(Dataset excerpts on object pointing)
+--

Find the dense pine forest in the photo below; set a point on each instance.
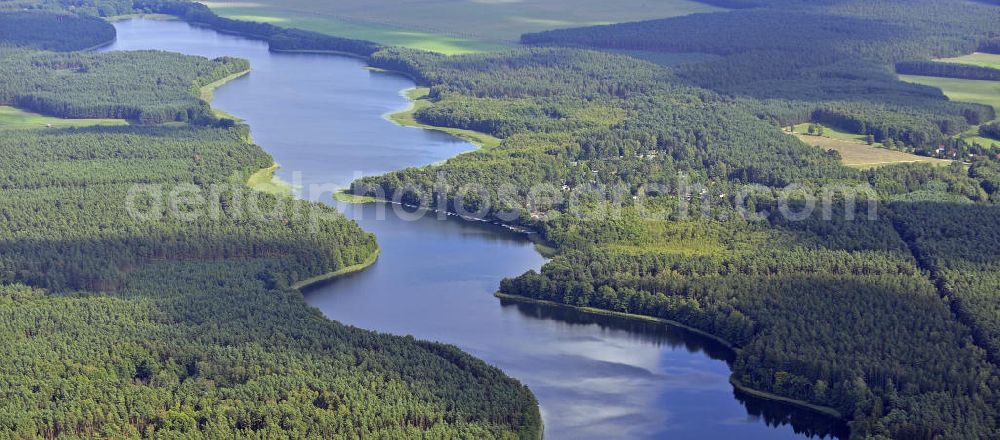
(178, 322)
(885, 312)
(853, 313)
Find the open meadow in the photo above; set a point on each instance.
(976, 59)
(448, 26)
(967, 90)
(854, 152)
(13, 118)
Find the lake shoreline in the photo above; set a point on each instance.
(320, 280)
(761, 394)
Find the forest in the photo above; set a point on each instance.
(890, 320)
(826, 62)
(142, 87)
(846, 313)
(34, 30)
(179, 323)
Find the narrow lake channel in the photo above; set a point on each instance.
(322, 118)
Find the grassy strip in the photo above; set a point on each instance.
(143, 16)
(855, 152)
(825, 410)
(338, 273)
(346, 197)
(264, 181)
(15, 118)
(976, 59)
(418, 100)
(207, 93)
(596, 311)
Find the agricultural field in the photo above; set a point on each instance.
(448, 26)
(14, 118)
(976, 59)
(967, 90)
(855, 153)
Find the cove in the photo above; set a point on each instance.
(322, 118)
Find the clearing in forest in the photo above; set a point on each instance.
(854, 152)
(967, 90)
(449, 26)
(14, 118)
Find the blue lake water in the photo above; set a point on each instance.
(322, 118)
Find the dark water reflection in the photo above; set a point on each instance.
(595, 377)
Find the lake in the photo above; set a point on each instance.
(322, 118)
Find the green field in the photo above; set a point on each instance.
(967, 90)
(448, 26)
(854, 150)
(11, 117)
(976, 59)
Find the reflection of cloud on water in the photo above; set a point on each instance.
(737, 421)
(590, 388)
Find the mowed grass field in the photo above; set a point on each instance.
(854, 152)
(13, 118)
(967, 90)
(449, 26)
(976, 59)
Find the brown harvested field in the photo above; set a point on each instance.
(860, 155)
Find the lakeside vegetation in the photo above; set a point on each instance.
(452, 26)
(412, 117)
(183, 321)
(14, 118)
(836, 313)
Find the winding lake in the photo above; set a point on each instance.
(322, 118)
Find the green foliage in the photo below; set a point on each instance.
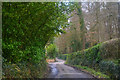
(62, 56)
(24, 70)
(111, 49)
(27, 27)
(94, 58)
(91, 71)
(110, 68)
(51, 51)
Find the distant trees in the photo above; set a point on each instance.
(27, 27)
(92, 23)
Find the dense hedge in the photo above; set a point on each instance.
(101, 57)
(61, 56)
(24, 70)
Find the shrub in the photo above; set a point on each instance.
(62, 56)
(94, 57)
(51, 51)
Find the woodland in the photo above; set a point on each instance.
(84, 34)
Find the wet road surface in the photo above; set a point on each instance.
(60, 70)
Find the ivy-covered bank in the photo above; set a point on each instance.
(26, 29)
(103, 57)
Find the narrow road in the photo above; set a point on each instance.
(60, 70)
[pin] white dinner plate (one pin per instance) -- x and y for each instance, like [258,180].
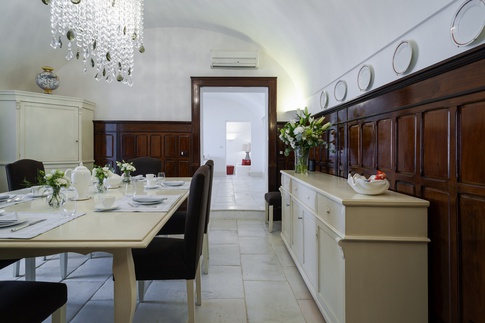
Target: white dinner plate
[173,183]
[364,78]
[101,208]
[148,199]
[403,55]
[323,99]
[5,225]
[340,90]
[468,22]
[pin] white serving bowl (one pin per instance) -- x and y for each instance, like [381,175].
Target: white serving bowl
[362,185]
[114,180]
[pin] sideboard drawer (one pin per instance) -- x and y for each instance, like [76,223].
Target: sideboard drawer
[305,194]
[286,182]
[332,212]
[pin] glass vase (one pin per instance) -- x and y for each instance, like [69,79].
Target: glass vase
[56,199]
[301,160]
[126,177]
[101,186]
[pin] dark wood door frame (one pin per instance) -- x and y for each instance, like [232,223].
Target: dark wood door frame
[268,82]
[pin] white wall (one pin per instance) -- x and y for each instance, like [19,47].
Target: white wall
[219,108]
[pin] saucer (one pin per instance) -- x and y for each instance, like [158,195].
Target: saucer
[101,208]
[173,183]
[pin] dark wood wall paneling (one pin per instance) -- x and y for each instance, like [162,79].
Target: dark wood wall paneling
[427,133]
[170,142]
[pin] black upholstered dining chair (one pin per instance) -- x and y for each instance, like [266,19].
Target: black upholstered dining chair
[168,258]
[18,173]
[27,301]
[146,165]
[176,224]
[22,170]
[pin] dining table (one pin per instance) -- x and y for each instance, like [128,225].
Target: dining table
[117,229]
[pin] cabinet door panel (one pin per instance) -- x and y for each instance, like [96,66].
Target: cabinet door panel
[310,259]
[58,126]
[286,217]
[331,274]
[297,228]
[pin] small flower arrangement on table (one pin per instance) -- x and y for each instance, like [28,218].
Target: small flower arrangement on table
[302,134]
[101,174]
[55,180]
[126,168]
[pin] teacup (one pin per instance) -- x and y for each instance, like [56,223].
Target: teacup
[104,201]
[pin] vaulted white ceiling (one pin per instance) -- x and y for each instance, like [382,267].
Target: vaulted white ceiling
[296,34]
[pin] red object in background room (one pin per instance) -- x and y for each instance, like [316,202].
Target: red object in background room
[247,160]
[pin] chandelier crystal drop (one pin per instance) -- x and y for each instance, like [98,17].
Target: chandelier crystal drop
[104,34]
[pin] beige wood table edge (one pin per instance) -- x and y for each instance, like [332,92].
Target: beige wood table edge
[113,232]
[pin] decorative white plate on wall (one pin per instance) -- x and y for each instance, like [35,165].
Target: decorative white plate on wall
[364,79]
[323,99]
[340,90]
[402,58]
[468,22]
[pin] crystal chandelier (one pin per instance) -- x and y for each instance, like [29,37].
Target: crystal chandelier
[103,33]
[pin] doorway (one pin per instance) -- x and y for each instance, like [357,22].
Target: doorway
[268,82]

+--

Written task
Copy out all of the material exactly as written, without its pictures.

Response
Find the dense pine forest in the photo below; set a point on each instance.
(178, 322)
(885, 312)
(853, 313)
Find the open meadow in the photo above; set a point on each instance.
(976, 59)
(448, 26)
(967, 90)
(854, 152)
(13, 118)
Find the lake shoreline in the photo above; set a point on each instance.
(320, 280)
(761, 394)
Find the forest in the photo above; set a point on each instance.
(890, 320)
(826, 62)
(142, 87)
(846, 313)
(34, 30)
(179, 323)
Find the narrow lake channel in the photo above; set a point on each instance.
(322, 118)
Find the grassy strip in the photo above; set a point on each instance.
(143, 16)
(855, 152)
(825, 410)
(338, 273)
(346, 197)
(264, 181)
(15, 118)
(976, 59)
(418, 100)
(207, 93)
(596, 311)
Find the agricultural field in the photo above; set a point on each instance.
(448, 26)
(14, 118)
(976, 59)
(967, 90)
(855, 153)
Find the cove in the photo above; set a point on each instance.
(322, 118)
Find the clearing in forest in the photo above; set a point on each instance.
(854, 152)
(967, 90)
(449, 26)
(14, 118)
Find the blue lake water in the photo above; set a point on each instance.
(322, 118)
Find the dark water reflection in the photo above; set a point on each instance.
(595, 377)
Find the lake in the photo above; set a point on each instance.
(322, 118)
Find the green field in the photo above; set a point on each instance.
(967, 90)
(448, 26)
(854, 150)
(11, 117)
(976, 59)
Find the reflection of cloud on water in the photo above; set a point on each instance.
(737, 421)
(590, 388)
Find the mowed grass field in the photo above; set a point on each instance.
(854, 152)
(13, 118)
(967, 90)
(449, 26)
(976, 59)
Find the brown harvested field in the photo above; set a point on each instance.
(860, 155)
Find the lakeside vegetation in the photo above; set a point on each instance.
(452, 26)
(412, 117)
(183, 321)
(14, 118)
(836, 313)
Find the winding lake in the photo above; set a point on each instance.
(322, 118)
Find the green foliage in the photo below; set a point on each instance.
(62, 56)
(24, 70)
(111, 49)
(27, 27)
(94, 58)
(91, 71)
(110, 68)
(51, 51)
Find the distant trees in the photo above; set a point on each instance.
(27, 27)
(92, 23)
Find the dense hedge in the photo above; set a point on each instance.
(101, 57)
(61, 56)
(24, 70)
Find the shrub in the photo above; set a point on each instance.
(62, 56)
(94, 57)
(51, 51)
Find the woodland in the photo above; set a point on each instance.
(84, 34)
Find the wet road surface in the photo above; set a point on each instance.
(60, 70)
Find the ivy-covered bank in the photo above; set a point on each instance.
(26, 29)
(103, 57)
Find the narrow road in the photo above; set a point on each instance.
(60, 70)
[pin] white dinner plate (one pin per instance) -- x and y for each instance, like [258,180].
Target: white dinner plate
[173,183]
[364,78]
[101,208]
[148,199]
[403,55]
[323,99]
[5,225]
[340,90]
[468,22]
[pin] white serving bowl (one pin per instance) -- x and y for each instance, like [381,175].
Target: white serving bowl
[362,185]
[114,180]
[pin] sideboard drawer (one pin per instance) -- x and y for each instance, like [76,223].
Target: sideboard drawer
[305,194]
[286,182]
[332,212]
[pin] glass vase (one pin per instance) -- x and y for each instance, like [69,79].
Target: glass vase
[56,199]
[301,160]
[126,177]
[101,186]
[pin] dark wood door frame (one pin per instance) -- x and y for each instance, like [232,223].
Target: dark wood door frame
[268,82]
[pin] white wall (one pin per instance) -- x and y for each instance, like [19,47].
Target: white wall
[219,108]
[pin] saucer (one pin per instance) -- x and y for each instance, like [158,195].
Target: saucer
[101,208]
[173,183]
[pin] dark wood wall paneling (one pin per instance) -- x and y for each instance, like [162,79].
Target: dark wood wall paneling
[427,133]
[170,142]
[pin] black upholstered dining chair (one pin per instance) -- x and y for each instance, like [266,19].
Target: black upholstered dining chair
[168,258]
[18,173]
[27,301]
[146,165]
[176,224]
[22,170]
[pin] dining table (one pin per instance) -- x and y for each instance, like [128,225].
Target: dining table
[117,229]
[pin] cabinet door panel (one pin per instance) -- x and y for each instance, like [96,66].
Target: cabinet door panel
[310,259]
[58,126]
[286,217]
[331,274]
[297,228]
[pin] small flower arrangement on table (one pin per instance) -- x and y for each instance, like [28,218].
Target: small flower arrangement on table
[302,134]
[101,174]
[55,180]
[126,168]
[pin] teacup (one pin per instance) -- x and y for each instance, like [56,223].
Target: teacup
[104,201]
[pin] vaulted white ceiling (one pin per instance) -- x and y for each instance, like [382,267].
Target: vaulted white ceiling
[296,34]
[pin] red object in background room (one pin per instance) -- x and y for each instance, like [316,202].
Target: red object in background room
[247,160]
[pin] chandelier crystal drop (one pin per instance) -- x and y for each instance, like [98,17].
Target: chandelier crystal drop
[104,34]
[pin] beige wood table edge (one pin per instance) -- x and y for each instance, like [332,92].
Target: beige wood table edge
[113,232]
[pin] decorative white plate on wall (one pin per instance) -- x and y for each instance, like [35,165].
Target: decorative white plate on wall
[364,79]
[323,99]
[340,90]
[402,58]
[468,22]
[pin] crystal chandelier (one pin per instance) -- x and y for each instance, like [29,37].
Target: crystal chandelier
[103,33]
[pin] doorway (one pin per instance) -- x and y for each instance, like [357,22].
Target: doorway
[268,82]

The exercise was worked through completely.